| What this task involves |
For the entries below, print exactly the lines between the line holding "Target: flower petal" and the line holding "of the pale", inclusive, and nothing else.

———

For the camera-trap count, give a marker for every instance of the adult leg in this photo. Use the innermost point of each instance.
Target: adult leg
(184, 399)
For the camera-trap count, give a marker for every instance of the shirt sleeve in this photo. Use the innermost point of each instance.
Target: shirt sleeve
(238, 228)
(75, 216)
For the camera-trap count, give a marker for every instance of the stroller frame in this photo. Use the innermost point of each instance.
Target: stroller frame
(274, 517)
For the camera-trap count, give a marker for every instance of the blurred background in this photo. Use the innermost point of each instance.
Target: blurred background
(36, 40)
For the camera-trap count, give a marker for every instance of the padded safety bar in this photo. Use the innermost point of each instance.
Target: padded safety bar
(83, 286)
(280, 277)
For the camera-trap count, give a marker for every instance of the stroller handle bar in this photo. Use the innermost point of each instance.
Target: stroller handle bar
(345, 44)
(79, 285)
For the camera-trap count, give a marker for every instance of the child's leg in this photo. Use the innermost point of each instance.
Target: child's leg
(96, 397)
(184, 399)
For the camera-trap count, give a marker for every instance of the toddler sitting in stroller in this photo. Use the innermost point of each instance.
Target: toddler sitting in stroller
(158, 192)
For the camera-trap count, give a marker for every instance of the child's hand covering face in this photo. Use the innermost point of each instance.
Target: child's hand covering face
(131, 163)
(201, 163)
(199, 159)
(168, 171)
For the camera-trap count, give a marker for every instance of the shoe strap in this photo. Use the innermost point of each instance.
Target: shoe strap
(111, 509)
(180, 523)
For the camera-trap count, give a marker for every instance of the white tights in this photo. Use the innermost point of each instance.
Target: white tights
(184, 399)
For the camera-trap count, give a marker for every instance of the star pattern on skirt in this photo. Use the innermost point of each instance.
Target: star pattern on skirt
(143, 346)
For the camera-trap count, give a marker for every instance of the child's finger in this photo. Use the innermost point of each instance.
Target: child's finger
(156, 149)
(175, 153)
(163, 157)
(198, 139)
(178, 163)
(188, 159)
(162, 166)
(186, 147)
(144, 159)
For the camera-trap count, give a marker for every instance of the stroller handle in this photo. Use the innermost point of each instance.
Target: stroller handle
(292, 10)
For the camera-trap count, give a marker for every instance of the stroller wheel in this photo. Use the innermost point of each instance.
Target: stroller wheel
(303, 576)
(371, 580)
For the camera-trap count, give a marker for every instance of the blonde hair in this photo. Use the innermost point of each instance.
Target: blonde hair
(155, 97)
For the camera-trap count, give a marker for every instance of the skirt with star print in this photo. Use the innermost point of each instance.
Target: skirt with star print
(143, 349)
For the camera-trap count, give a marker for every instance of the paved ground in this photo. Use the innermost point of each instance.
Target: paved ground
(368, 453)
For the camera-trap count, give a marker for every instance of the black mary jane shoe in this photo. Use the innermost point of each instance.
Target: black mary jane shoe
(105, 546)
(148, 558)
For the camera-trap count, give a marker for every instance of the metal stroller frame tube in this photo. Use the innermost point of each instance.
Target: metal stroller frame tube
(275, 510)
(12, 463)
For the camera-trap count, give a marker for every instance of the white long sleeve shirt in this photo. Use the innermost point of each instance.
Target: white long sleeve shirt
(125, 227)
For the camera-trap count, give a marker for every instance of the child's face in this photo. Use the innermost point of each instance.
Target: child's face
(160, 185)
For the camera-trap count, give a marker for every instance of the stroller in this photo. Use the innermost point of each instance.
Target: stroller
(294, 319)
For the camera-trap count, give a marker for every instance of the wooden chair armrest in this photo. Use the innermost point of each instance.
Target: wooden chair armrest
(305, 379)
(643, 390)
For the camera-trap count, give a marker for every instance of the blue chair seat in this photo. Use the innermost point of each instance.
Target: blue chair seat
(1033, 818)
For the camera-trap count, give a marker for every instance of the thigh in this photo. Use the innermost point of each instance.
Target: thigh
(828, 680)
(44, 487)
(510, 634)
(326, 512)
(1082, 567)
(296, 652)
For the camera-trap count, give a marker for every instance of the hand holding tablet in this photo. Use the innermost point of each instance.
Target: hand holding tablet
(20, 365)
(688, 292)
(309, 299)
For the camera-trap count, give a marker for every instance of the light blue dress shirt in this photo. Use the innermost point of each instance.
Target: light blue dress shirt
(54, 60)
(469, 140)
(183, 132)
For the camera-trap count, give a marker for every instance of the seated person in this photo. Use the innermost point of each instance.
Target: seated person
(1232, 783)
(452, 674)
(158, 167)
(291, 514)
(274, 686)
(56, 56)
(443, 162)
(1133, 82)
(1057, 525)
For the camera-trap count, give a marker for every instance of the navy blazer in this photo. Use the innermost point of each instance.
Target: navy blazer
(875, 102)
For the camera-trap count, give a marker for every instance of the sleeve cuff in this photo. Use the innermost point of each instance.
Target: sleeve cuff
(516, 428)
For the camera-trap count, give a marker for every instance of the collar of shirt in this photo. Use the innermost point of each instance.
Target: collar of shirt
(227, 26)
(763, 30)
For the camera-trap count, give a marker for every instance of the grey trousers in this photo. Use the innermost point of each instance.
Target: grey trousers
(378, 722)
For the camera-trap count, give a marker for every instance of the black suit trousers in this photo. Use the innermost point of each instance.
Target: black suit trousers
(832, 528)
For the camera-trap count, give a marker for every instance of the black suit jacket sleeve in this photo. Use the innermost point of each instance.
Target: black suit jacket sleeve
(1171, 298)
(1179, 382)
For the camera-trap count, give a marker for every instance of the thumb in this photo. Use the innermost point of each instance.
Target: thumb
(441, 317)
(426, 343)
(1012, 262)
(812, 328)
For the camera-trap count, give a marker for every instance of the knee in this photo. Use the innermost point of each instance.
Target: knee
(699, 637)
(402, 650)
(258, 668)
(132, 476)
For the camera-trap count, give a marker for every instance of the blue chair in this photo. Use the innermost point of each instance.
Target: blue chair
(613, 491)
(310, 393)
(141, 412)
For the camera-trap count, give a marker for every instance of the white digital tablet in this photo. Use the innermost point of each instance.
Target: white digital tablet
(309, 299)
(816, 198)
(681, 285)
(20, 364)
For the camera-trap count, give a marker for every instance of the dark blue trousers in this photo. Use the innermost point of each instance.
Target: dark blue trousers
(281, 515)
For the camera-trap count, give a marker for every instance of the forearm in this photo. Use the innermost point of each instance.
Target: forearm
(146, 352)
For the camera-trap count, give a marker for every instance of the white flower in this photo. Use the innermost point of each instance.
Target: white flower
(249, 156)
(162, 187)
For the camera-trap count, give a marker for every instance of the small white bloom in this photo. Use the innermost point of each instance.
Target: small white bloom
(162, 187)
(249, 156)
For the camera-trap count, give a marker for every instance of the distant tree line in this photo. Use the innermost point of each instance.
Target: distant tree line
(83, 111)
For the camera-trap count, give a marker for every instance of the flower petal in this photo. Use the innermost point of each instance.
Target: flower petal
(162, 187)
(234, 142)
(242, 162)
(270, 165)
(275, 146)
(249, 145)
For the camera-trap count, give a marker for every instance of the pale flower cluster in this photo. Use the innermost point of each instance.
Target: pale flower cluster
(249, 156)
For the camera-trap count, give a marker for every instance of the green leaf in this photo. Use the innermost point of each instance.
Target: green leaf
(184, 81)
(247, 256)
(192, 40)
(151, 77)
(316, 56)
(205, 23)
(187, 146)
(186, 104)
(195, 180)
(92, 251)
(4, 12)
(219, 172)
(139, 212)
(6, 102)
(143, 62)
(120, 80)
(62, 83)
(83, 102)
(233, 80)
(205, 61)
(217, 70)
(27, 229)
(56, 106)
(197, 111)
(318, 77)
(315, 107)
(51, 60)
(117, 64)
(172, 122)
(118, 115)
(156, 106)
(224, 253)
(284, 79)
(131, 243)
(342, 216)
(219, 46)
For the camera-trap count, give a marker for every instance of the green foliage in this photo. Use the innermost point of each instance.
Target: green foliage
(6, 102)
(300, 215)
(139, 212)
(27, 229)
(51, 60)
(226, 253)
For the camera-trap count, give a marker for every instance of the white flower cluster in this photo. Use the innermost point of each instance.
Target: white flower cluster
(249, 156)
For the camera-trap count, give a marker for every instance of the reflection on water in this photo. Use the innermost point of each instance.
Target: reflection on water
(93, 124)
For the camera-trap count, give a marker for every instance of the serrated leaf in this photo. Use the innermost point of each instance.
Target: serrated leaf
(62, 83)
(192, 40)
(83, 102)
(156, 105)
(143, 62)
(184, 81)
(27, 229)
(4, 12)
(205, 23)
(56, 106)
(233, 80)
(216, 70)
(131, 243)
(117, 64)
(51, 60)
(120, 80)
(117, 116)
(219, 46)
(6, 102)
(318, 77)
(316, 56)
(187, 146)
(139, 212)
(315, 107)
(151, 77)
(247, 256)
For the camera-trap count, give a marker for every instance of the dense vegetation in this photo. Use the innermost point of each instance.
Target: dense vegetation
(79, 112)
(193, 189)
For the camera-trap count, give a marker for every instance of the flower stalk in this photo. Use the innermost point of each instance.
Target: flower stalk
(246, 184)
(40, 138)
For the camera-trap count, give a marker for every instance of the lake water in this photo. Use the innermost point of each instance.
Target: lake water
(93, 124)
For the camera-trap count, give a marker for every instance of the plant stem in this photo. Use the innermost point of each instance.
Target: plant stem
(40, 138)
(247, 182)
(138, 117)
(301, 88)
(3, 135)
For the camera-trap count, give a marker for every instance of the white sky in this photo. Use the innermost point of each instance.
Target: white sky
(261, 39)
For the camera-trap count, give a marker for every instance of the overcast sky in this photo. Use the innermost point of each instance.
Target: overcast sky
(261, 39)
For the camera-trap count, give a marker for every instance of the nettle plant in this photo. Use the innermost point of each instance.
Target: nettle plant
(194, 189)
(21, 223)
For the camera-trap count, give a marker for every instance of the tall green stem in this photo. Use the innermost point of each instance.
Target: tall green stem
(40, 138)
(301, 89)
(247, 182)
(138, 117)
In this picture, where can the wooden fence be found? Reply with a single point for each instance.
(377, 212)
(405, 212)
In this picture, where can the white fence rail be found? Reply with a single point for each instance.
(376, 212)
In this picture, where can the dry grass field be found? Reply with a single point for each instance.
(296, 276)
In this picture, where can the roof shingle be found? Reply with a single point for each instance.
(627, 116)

———

| Finished exercise |
Target: flower petal
(162, 187)
(234, 142)
(242, 162)
(270, 165)
(275, 146)
(249, 145)
For the camera-trap count, give a marker for every instance of the pale flower cluster in this photo. Use the innermost point of each instance.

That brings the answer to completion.